**TASK**
Reproduce verbatim everything from the start of the records down to and including the line containing "Outline every instance of the dandelion".

[Segmentation data]
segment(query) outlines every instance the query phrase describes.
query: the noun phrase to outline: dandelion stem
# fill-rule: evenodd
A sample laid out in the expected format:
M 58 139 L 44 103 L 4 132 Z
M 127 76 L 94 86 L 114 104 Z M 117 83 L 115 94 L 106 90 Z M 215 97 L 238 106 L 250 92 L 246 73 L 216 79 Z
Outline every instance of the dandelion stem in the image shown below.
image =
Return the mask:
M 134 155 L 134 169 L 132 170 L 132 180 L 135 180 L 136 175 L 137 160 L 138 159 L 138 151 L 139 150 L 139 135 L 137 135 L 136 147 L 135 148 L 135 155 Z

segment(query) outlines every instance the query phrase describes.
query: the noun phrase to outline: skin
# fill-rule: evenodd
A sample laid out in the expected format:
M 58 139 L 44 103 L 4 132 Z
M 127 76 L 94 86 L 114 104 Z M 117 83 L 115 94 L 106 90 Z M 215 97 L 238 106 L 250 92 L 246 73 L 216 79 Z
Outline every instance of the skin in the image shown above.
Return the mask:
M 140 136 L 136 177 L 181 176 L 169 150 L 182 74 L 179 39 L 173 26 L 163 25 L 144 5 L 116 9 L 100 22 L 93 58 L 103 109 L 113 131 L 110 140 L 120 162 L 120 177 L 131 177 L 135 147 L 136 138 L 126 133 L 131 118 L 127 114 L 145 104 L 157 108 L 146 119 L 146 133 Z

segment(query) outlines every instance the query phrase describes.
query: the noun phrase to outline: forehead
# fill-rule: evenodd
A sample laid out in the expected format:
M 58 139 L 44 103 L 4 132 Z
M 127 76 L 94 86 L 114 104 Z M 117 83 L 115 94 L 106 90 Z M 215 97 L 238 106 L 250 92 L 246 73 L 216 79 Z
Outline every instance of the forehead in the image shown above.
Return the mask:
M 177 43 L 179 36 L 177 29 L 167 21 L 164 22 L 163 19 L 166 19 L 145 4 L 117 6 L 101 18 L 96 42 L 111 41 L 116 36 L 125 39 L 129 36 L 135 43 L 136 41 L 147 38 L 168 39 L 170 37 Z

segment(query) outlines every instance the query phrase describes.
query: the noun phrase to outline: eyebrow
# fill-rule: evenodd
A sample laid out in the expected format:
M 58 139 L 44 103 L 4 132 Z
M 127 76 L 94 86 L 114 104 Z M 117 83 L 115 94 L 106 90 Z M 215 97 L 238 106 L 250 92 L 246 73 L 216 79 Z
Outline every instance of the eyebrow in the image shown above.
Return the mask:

**WRITTEN SOLUTION**
segment(query) outlines every instance the query phrase describes.
query: the noun phrase to outline: dandelion stem
# fill-rule: evenodd
A sample laid out in the expected format:
M 58 139 L 44 103 L 4 132 Z
M 127 76 L 94 86 L 114 104 Z M 117 83 L 115 94 L 106 90 Z M 215 97 L 238 106 L 250 92 L 246 73 L 216 79 Z
Outline every instance of the dandelion stem in the image shown below.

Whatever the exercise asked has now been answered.